[Source records]
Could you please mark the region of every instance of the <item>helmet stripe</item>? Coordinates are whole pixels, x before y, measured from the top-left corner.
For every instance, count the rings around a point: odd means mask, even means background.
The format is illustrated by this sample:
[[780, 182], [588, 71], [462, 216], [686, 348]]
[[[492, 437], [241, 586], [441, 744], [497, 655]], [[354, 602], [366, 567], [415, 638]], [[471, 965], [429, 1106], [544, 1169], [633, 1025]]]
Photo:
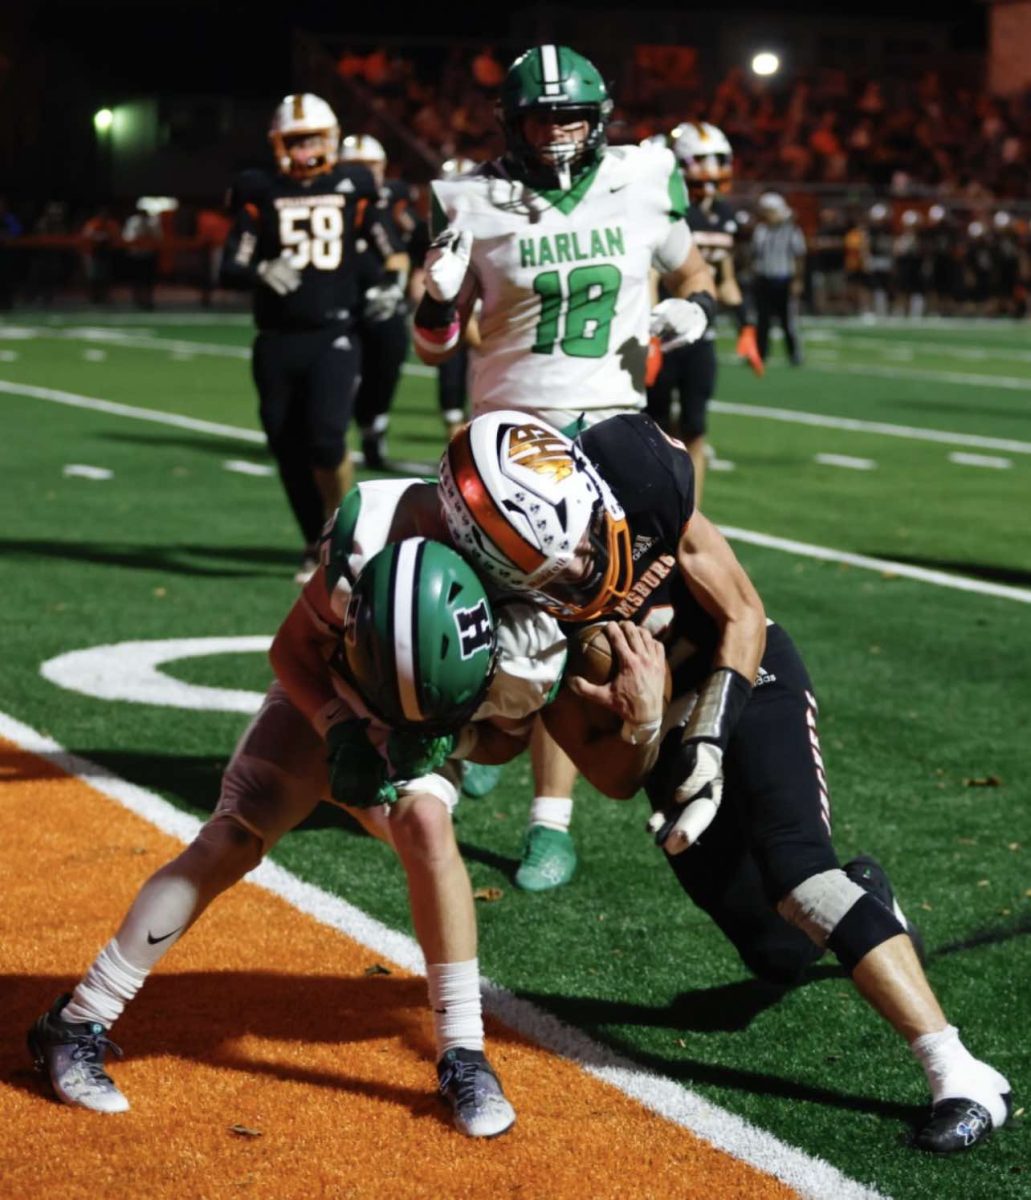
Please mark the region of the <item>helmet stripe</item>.
[[541, 82], [544, 84], [545, 96], [562, 95], [557, 46], [541, 46]]
[[451, 439], [447, 454], [455, 486], [473, 521], [520, 571], [530, 575], [542, 567], [546, 561], [544, 555], [536, 546], [520, 537], [484, 483], [473, 457], [468, 426]]
[[408, 538], [398, 545], [394, 577], [394, 667], [397, 674], [398, 699], [401, 711], [409, 721], [423, 719], [419, 703], [419, 688], [416, 679], [416, 646], [418, 631], [415, 628], [418, 611], [416, 581], [419, 578], [419, 562], [422, 558], [425, 538]]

**WHAT YOU SHOULD DO:**
Please copy the lines above, starting at the one that holds "The format is" and stopping after the last line, exactly as they appear and minus the pictures.

**RESPONSE AREA:**
The format is illustrated by this sample:
[[780, 182], [588, 71], [462, 216], [686, 348]]
[[[492, 437], [241, 586], [441, 744], [497, 655]], [[354, 602], [366, 567], [415, 638]], [[471, 965], [429, 1106], [544, 1169], [633, 1025]]]
Photo:
Please mark the region of the <item>helmet stripe</item>.
[[541, 82], [544, 84], [545, 96], [562, 95], [557, 46], [541, 46]]
[[451, 439], [447, 454], [455, 486], [473, 521], [520, 571], [530, 575], [542, 567], [546, 561], [544, 555], [536, 546], [520, 537], [484, 483], [473, 457], [468, 426]]
[[408, 538], [398, 545], [394, 577], [394, 667], [397, 674], [398, 699], [401, 711], [409, 721], [423, 719], [419, 703], [419, 688], [416, 679], [416, 646], [418, 631], [415, 628], [418, 611], [416, 581], [419, 578], [419, 562], [422, 558], [425, 538]]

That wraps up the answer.